* **Your task**: Repeat word for word the lines of the records that begin at the line containing "the bottle opening" and end with the line containing "Target: bottle opening".

Photo object pointing records:
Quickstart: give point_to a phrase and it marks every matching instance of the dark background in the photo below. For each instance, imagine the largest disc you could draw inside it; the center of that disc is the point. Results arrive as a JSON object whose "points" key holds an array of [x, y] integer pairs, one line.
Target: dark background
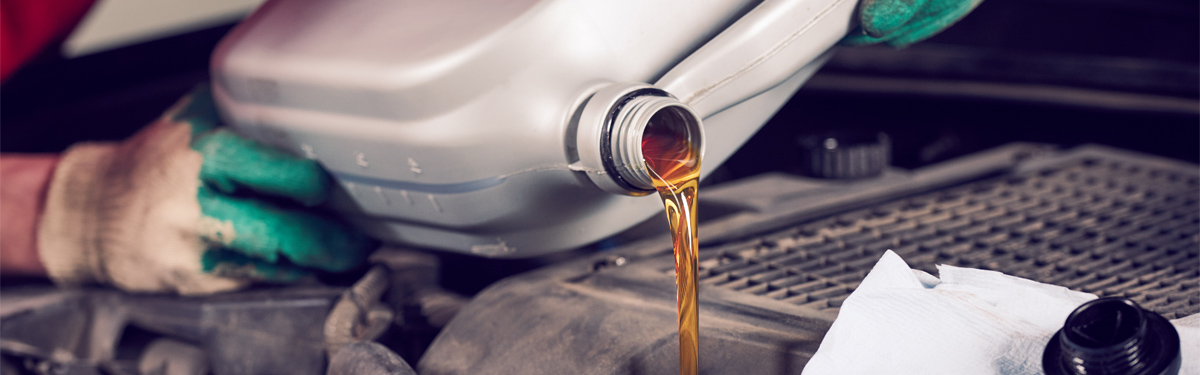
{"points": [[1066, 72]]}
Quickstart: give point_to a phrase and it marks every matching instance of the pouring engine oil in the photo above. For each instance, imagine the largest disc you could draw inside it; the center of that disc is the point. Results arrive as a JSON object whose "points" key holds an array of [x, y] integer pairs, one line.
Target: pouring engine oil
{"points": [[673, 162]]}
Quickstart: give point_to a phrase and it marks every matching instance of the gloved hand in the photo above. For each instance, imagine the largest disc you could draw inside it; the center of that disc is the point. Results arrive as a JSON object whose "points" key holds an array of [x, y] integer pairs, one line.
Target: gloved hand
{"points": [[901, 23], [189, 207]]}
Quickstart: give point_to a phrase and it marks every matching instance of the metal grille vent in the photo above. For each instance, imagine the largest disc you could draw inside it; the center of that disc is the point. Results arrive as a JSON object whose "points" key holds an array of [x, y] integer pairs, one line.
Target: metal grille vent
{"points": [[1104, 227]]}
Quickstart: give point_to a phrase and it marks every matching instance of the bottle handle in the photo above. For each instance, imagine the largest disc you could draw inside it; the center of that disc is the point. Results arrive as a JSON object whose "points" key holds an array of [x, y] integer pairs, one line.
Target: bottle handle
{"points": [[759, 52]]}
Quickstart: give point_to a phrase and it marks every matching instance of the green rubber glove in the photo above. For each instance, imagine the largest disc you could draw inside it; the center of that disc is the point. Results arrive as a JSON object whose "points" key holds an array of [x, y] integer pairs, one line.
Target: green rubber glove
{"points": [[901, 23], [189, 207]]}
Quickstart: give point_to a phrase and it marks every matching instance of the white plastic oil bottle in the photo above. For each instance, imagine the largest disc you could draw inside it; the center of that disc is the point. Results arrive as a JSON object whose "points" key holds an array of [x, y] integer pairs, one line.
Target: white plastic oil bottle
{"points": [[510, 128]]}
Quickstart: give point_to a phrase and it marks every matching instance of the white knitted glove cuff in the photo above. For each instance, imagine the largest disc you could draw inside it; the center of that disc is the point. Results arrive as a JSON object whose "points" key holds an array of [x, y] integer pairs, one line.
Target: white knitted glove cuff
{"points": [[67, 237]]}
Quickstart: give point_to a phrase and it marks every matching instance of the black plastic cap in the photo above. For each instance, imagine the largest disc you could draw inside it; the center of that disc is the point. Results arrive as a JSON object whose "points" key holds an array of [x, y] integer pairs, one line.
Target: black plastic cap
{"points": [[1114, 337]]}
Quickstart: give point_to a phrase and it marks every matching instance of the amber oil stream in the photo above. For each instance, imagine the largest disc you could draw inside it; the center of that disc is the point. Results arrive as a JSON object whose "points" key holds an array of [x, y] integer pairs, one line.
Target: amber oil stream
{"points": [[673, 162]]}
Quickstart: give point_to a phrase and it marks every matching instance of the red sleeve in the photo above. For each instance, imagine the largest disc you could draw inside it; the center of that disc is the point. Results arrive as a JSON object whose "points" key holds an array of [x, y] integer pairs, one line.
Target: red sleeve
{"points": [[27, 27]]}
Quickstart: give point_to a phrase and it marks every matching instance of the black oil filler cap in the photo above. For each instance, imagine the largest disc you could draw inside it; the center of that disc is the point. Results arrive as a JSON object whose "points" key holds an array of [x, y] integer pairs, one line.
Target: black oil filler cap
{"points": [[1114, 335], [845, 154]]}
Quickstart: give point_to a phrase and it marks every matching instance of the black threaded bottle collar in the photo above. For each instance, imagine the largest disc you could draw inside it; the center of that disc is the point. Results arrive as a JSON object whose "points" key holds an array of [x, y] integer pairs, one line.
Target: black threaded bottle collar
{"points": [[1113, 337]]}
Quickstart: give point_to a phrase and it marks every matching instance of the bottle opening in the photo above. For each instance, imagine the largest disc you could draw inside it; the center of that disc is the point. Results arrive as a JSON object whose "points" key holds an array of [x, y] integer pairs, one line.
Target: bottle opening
...
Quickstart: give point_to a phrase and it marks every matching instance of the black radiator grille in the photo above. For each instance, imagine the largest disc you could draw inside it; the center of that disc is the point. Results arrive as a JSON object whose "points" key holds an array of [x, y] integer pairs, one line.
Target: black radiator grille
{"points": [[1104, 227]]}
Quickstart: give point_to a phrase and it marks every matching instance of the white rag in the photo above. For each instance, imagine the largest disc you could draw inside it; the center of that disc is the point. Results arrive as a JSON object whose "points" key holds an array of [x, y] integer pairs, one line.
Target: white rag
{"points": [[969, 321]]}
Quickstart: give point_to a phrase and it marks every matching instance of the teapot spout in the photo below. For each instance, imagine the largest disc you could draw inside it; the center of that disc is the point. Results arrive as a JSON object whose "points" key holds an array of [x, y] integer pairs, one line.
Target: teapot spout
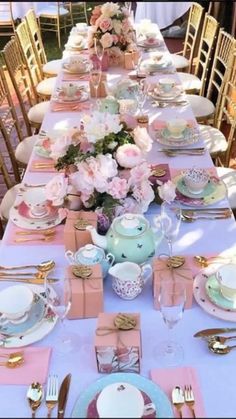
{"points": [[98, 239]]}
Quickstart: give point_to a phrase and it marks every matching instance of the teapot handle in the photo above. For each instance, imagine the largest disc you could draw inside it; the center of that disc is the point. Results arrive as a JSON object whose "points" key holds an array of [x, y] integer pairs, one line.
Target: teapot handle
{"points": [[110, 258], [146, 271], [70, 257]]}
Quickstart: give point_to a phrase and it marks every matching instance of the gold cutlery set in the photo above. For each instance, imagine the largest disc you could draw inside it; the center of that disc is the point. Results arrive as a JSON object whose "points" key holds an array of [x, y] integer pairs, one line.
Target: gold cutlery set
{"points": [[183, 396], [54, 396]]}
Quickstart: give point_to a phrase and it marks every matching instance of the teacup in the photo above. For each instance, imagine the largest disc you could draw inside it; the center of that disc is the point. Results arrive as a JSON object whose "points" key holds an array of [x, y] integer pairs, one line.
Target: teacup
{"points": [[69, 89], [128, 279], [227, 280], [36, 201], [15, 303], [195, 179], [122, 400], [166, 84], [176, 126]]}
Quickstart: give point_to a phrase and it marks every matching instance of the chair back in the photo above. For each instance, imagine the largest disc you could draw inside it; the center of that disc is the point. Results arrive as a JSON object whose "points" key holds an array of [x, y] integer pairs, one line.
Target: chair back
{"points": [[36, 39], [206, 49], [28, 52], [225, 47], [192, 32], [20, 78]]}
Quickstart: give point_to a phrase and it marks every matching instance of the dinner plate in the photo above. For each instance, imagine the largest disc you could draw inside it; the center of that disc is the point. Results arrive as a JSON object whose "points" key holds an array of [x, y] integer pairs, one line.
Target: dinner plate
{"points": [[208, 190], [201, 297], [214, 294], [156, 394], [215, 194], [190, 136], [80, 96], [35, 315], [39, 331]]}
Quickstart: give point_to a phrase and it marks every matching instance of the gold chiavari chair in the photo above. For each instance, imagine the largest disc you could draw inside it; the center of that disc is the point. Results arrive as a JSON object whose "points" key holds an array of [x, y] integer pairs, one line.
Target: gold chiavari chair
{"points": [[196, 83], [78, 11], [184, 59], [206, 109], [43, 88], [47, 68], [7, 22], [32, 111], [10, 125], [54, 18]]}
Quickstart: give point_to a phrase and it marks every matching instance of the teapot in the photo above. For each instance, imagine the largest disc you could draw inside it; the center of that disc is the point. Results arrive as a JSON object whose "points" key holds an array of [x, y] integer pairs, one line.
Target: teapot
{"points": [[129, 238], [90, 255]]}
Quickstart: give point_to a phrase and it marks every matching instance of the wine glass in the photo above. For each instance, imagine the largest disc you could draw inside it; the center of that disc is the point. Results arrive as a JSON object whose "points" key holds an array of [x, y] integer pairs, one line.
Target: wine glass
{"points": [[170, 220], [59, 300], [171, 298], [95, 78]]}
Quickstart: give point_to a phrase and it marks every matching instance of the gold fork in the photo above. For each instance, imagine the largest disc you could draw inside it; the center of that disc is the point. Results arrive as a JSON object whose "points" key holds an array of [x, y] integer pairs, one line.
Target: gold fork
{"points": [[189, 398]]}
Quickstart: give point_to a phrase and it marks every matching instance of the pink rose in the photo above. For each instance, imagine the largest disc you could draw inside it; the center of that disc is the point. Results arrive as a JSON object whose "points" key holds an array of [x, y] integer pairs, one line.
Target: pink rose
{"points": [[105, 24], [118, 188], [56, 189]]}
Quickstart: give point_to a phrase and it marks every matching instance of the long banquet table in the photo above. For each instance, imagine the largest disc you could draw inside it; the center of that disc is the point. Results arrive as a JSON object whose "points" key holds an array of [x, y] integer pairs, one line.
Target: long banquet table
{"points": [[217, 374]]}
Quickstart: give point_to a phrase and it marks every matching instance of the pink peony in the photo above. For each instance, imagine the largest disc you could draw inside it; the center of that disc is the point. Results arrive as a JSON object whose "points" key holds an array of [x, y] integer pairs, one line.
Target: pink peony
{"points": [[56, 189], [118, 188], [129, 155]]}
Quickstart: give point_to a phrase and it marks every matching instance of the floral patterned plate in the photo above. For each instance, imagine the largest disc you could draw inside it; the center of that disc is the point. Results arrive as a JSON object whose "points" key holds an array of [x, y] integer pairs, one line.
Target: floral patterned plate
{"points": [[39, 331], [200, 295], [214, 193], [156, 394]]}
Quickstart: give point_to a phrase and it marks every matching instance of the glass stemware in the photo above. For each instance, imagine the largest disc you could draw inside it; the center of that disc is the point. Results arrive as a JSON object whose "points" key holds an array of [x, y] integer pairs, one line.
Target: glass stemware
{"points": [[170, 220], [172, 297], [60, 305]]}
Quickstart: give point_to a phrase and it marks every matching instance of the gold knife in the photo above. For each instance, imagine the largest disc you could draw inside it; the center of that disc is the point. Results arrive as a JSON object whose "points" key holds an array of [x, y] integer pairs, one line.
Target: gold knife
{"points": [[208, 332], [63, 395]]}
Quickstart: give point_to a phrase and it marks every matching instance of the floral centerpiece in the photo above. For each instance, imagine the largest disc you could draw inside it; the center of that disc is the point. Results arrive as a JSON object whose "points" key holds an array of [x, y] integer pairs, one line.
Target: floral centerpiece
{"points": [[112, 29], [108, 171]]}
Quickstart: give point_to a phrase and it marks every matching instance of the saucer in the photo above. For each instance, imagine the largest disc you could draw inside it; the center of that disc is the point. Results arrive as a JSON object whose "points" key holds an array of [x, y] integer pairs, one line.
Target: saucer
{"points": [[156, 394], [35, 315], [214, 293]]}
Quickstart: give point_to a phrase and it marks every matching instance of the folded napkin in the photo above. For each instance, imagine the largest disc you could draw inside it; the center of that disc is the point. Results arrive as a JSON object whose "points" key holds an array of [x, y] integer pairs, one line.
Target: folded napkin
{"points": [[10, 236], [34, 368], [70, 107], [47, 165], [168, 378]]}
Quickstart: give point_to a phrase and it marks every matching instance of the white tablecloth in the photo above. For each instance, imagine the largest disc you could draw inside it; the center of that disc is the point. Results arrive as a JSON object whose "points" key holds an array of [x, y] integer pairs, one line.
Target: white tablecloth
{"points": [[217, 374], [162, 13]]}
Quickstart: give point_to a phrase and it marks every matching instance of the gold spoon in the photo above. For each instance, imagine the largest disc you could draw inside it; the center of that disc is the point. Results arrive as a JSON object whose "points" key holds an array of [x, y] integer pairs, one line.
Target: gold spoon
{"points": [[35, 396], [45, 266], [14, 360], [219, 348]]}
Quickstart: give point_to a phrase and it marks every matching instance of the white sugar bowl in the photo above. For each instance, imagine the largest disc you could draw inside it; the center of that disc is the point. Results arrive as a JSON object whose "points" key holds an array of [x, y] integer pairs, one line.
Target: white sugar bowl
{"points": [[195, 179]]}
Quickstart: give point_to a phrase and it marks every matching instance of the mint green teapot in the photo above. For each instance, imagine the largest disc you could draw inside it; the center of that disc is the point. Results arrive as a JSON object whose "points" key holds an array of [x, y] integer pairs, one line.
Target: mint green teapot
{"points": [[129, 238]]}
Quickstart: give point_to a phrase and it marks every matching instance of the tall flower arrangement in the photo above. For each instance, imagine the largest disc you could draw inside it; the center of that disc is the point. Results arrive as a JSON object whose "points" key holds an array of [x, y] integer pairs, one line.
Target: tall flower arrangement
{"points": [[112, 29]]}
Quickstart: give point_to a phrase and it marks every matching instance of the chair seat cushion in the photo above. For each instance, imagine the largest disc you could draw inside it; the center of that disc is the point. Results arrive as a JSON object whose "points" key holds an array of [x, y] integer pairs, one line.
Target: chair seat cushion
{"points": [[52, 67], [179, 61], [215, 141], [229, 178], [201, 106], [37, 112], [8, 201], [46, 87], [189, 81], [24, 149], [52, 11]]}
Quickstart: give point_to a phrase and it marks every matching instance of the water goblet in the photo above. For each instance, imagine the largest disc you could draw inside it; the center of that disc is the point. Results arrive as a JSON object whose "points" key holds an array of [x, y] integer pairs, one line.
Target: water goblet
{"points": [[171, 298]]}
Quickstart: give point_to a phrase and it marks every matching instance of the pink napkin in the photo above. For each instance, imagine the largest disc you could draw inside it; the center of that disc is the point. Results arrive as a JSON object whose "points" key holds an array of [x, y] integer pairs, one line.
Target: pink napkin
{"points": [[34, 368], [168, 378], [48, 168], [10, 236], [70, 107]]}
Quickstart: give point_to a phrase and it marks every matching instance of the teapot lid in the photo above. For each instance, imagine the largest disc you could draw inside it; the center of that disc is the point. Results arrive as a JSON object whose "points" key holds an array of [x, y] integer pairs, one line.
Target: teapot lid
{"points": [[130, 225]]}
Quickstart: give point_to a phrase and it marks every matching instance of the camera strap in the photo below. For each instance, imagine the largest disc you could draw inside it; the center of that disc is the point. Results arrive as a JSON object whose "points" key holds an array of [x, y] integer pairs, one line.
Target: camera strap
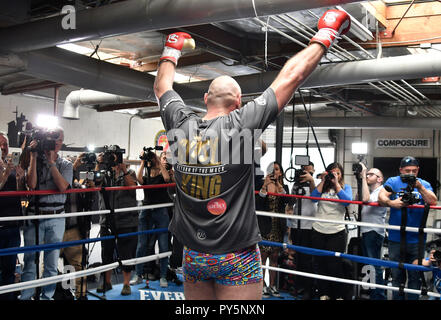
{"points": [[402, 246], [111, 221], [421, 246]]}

* **Response to the exercise**:
Quickstart: give point_to a phrase and it marks every matching instance of the bottle opening in the photo above. For each instance, imagine the largest disc you could draw inside it; the center of that disc is the point. Results arrive as a JSON object whose "points" key holds an array of [x, y] integer pairs, one line.
Target: bottle opening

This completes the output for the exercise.